>> Start Materials provided

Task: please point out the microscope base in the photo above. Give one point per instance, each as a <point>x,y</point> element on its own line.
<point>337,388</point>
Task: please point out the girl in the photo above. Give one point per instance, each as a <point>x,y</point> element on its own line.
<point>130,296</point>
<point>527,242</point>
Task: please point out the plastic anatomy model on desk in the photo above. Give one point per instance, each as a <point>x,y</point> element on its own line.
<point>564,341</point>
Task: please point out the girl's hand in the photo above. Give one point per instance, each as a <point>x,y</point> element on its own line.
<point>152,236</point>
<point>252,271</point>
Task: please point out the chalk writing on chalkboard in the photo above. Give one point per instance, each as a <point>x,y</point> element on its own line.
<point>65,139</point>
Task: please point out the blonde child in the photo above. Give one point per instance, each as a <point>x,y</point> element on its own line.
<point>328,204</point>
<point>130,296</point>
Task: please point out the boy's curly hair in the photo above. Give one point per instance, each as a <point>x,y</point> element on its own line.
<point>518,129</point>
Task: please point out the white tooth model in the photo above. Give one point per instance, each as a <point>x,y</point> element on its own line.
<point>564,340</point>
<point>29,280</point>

>> End Materials provided
>> Start Materials provided

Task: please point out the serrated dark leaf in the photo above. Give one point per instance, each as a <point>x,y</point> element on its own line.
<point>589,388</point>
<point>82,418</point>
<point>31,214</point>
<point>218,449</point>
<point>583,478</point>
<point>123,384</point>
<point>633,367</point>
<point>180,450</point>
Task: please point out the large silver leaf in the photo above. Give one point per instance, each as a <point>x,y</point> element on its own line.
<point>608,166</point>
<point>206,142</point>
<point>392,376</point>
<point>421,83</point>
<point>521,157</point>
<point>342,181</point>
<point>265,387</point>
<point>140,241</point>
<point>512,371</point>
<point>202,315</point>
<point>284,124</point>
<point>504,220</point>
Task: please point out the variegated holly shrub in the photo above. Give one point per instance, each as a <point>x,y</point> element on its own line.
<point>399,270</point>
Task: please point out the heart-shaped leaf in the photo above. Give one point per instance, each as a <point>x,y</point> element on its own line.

>> End Materials provided
>> Start Materials provided

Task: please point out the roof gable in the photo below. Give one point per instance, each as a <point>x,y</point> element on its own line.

>> End Materials provided

● **The request**
Rewrite the records from the line containing "Task: please point out the white" down to the line containing "<point>29,280</point>", keeping the request line and adding 22 to every coordinate in the answers.

● **Task answer**
Task: please point out the white tooth model in the photo above. Give one point per instance, each as a <point>x,y</point> element on its own line.
<point>586,362</point>
<point>51,302</point>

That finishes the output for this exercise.